* Stated exercise *
Copy the entries below word for word, starting at the line containing "wooden structure, one" and ending with the final line of the entries.

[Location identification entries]
__________
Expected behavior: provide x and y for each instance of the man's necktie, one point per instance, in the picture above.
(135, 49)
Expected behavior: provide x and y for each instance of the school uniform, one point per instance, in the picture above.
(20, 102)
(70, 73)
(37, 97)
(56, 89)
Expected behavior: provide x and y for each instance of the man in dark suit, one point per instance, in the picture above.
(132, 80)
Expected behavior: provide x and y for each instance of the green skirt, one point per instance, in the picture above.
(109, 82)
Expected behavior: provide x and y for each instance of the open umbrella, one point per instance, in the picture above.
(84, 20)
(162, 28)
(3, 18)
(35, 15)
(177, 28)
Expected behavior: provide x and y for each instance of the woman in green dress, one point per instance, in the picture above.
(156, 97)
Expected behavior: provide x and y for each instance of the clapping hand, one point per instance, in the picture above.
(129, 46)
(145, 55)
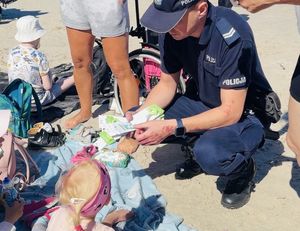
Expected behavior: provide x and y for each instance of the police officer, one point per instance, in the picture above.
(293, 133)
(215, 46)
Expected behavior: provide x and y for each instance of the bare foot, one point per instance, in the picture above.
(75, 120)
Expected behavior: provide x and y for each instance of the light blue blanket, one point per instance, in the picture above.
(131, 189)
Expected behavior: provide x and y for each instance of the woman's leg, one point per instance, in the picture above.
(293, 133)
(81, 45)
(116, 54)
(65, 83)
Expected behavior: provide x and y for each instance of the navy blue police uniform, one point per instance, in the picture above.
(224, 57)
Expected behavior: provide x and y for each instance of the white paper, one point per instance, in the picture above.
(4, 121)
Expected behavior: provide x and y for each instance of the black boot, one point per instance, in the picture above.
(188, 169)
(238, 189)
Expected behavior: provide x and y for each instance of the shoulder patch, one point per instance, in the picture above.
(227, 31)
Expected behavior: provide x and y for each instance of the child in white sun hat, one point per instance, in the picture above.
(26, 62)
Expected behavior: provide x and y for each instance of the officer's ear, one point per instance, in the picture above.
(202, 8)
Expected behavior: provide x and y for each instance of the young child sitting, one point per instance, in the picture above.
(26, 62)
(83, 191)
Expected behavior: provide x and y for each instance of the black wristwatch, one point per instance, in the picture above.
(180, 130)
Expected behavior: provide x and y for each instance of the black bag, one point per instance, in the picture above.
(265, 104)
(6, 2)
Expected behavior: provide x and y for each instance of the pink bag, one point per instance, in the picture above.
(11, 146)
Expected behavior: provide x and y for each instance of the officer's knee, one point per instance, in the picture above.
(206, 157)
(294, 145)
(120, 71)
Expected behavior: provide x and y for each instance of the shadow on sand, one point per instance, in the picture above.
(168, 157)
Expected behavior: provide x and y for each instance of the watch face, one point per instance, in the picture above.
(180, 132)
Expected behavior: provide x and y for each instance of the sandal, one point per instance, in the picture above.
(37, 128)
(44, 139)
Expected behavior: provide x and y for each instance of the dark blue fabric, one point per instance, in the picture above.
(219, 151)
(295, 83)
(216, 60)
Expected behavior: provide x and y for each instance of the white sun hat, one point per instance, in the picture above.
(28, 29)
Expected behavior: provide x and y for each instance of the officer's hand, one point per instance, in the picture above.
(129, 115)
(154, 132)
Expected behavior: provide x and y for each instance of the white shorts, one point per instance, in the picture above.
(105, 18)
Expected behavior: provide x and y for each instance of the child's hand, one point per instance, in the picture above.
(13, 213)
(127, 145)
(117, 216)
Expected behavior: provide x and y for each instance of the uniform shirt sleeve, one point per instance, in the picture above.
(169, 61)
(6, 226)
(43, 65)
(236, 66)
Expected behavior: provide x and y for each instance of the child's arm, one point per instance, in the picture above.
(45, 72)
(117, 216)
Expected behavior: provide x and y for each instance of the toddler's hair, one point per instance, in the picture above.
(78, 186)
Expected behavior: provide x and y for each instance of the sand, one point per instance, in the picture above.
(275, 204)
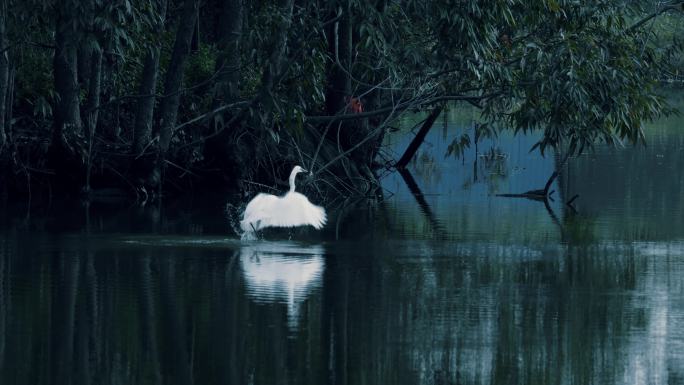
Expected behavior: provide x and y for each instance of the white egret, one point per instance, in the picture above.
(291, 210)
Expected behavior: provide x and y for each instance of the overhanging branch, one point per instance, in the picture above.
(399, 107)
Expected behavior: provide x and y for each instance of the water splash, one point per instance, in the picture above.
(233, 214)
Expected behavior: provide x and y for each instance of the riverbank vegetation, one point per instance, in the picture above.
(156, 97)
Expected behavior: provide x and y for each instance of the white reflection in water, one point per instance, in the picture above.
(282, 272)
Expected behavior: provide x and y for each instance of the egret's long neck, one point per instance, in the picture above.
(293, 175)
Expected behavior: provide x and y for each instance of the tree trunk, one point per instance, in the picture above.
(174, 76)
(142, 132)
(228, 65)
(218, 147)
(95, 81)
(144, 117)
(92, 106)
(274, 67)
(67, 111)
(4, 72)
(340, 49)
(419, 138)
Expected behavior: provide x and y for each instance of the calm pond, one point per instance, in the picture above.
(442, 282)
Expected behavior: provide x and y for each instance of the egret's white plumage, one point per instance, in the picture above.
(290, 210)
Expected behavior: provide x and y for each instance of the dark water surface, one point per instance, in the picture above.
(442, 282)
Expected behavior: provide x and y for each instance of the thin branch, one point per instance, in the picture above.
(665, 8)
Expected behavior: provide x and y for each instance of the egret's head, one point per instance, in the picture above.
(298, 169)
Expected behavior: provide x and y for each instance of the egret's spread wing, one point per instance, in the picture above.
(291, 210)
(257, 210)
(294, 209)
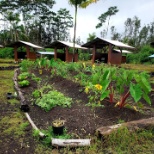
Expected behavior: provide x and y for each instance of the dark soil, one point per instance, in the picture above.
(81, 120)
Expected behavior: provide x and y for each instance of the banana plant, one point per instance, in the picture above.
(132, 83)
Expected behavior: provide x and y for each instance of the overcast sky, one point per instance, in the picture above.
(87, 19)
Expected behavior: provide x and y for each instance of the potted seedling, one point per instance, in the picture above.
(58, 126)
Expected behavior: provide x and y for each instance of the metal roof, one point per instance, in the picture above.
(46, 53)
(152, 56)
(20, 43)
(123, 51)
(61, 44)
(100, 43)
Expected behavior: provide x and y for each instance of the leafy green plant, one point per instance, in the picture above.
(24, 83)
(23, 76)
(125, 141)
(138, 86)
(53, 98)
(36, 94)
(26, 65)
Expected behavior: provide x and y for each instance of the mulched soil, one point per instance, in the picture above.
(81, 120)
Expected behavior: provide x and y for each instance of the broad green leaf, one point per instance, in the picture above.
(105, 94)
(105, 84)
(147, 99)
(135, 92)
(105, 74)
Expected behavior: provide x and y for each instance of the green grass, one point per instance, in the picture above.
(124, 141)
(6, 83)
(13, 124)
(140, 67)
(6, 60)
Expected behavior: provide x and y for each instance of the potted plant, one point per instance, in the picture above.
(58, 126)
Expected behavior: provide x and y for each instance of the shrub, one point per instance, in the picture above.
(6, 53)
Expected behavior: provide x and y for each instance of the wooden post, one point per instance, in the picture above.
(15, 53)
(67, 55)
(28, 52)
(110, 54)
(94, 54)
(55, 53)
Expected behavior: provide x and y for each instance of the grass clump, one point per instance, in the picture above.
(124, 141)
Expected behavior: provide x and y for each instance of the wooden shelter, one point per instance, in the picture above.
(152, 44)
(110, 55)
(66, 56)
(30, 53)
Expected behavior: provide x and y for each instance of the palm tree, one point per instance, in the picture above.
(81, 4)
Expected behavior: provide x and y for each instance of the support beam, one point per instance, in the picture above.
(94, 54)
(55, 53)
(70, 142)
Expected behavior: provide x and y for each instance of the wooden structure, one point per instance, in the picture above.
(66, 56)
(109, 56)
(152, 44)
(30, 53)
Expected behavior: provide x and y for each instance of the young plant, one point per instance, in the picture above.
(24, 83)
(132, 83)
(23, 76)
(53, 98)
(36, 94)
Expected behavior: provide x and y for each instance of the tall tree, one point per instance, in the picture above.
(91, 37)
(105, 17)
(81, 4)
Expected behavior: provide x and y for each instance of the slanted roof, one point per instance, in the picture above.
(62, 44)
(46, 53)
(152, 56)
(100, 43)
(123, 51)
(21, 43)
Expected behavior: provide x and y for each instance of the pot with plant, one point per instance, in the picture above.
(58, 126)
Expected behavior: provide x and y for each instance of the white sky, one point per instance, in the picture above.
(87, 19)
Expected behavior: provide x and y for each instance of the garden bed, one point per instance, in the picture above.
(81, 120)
__________
* Finished task *
Expected behavior: provide x and y for each instance of the wooden structure, one point per instance, in the picture above.
(66, 56)
(109, 56)
(152, 44)
(30, 53)
Expected behavior: provide x and y for each instance of the young plant, one point per instance, in the picture above.
(24, 83)
(132, 83)
(23, 76)
(53, 98)
(36, 94)
Expected behavior: provide x and y for each instance of the tall tree, one point per instance, in the picture above.
(91, 37)
(105, 17)
(81, 4)
Expected behavior: provide x and y for each instance of the slanted roof, one point per instance, in the picture above.
(62, 44)
(46, 53)
(152, 56)
(100, 43)
(123, 51)
(21, 43)
Expected behavior: provide x and y for each instance of the pot with plant, one point per instance, in the picture above.
(58, 126)
Expected behavior: provide x and y for each instance of the white sky, one point per instance, in the picture above.
(87, 19)
Expected behavior: provide x and y for each instance of the garden bed, one point per instance, in the picture above.
(81, 120)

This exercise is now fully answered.